(A run of records)
>>>

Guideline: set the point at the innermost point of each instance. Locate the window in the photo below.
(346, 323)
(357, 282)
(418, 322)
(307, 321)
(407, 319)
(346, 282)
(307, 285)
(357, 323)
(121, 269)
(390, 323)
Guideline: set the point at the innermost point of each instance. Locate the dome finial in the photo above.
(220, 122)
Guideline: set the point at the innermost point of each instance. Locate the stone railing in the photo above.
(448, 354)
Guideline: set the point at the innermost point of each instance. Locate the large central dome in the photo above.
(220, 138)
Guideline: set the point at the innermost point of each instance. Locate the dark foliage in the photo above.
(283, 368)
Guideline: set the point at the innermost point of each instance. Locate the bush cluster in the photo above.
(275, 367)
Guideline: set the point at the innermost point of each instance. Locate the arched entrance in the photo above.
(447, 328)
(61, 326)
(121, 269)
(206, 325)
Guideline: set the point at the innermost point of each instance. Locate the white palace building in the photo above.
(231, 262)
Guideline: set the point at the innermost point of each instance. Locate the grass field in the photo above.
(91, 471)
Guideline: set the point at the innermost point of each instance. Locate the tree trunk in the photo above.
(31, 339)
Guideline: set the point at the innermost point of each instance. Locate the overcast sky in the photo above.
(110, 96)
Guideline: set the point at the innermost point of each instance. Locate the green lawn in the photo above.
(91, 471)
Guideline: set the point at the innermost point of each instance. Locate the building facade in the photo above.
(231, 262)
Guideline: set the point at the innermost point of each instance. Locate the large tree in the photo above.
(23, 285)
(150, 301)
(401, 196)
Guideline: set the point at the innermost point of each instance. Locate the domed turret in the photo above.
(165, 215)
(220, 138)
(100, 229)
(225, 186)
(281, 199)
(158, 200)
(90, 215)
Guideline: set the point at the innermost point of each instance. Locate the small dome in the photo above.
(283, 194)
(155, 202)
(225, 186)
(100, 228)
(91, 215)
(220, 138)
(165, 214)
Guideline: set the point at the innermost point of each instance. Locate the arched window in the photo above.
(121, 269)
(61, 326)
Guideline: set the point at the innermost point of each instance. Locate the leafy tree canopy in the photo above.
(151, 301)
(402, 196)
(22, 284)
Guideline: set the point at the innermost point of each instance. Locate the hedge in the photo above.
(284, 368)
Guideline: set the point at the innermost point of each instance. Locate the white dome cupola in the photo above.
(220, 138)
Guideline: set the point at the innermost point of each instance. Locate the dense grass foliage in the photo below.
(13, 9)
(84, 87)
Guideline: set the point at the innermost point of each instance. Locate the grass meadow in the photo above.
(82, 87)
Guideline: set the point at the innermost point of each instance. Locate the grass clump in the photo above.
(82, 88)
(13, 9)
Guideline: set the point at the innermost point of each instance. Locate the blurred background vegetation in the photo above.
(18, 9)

<<<

• _Exercise details_
Rewrite the records from the line containing "vegetation in the photo above." through the end of the records, substituting "distant" for "blurred" and leaving everything else the same.

• _Final result_
Guideline: set the point at the innermost point of each instance. Locate the distant background vegetation in the photo above.
(18, 9)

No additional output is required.